- **WHAT IS NEEDED**
Your task is to retype each line of the data below exactly.

[Source data]
┏━━

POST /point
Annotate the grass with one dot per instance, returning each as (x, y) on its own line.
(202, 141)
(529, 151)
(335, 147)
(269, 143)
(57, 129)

┗━━

- **OUTPUT**
POST /point
Annotate the grass with one dot per instance, returning each as (x, y) on its own line.
(202, 141)
(529, 151)
(335, 147)
(269, 143)
(57, 129)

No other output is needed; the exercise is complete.